* _WHAT THE TASK ASKS_
Every entry should be transcribed word for word, so that nothing is missing.

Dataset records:
■ ■ ■
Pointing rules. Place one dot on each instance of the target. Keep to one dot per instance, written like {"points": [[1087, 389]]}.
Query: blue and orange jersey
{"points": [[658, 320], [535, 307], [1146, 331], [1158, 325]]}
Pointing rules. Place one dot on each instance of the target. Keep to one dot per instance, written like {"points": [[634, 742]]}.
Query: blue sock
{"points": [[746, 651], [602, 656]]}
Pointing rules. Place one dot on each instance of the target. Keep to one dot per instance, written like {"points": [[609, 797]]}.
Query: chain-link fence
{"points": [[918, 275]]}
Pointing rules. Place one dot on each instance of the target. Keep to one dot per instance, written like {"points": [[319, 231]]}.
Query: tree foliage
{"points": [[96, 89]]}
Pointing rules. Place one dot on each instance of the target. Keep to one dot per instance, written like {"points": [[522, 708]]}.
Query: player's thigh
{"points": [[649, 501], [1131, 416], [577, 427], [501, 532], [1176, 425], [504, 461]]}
■ ■ ■
* _ANSWER BOX_
Pointing rules. Place one dot on each instance of the target. Keep to one dot per instance, written like {"points": [[1087, 389]]}.
Query: blue and orange jersey
{"points": [[658, 320], [535, 307], [1146, 331], [1158, 325]]}
Pointing rules. Place one dot on each instance of the target. Keep to one dot per instance, written like {"points": [[634, 742]]}.
Query: blue sock
{"points": [[746, 651], [602, 656]]}
Pointing rules. Place one dot on each instance of the target. Keep to one dot per instance, written like {"points": [[609, 797]]}.
Query: chain-link fence
{"points": [[918, 275]]}
Pointing rules. Place one dot on each instance of the target. Keep to one dot per instance, written like {"points": [[319, 231]]}.
Query: tree foliage
{"points": [[96, 89]]}
Pointing rules. Place one dot on each instance of the target. Keep to one dot per instance, written like {"points": [[522, 708]]}.
Query: player's thigh
{"points": [[649, 501], [1131, 416], [577, 427], [501, 532], [1176, 425], [504, 461]]}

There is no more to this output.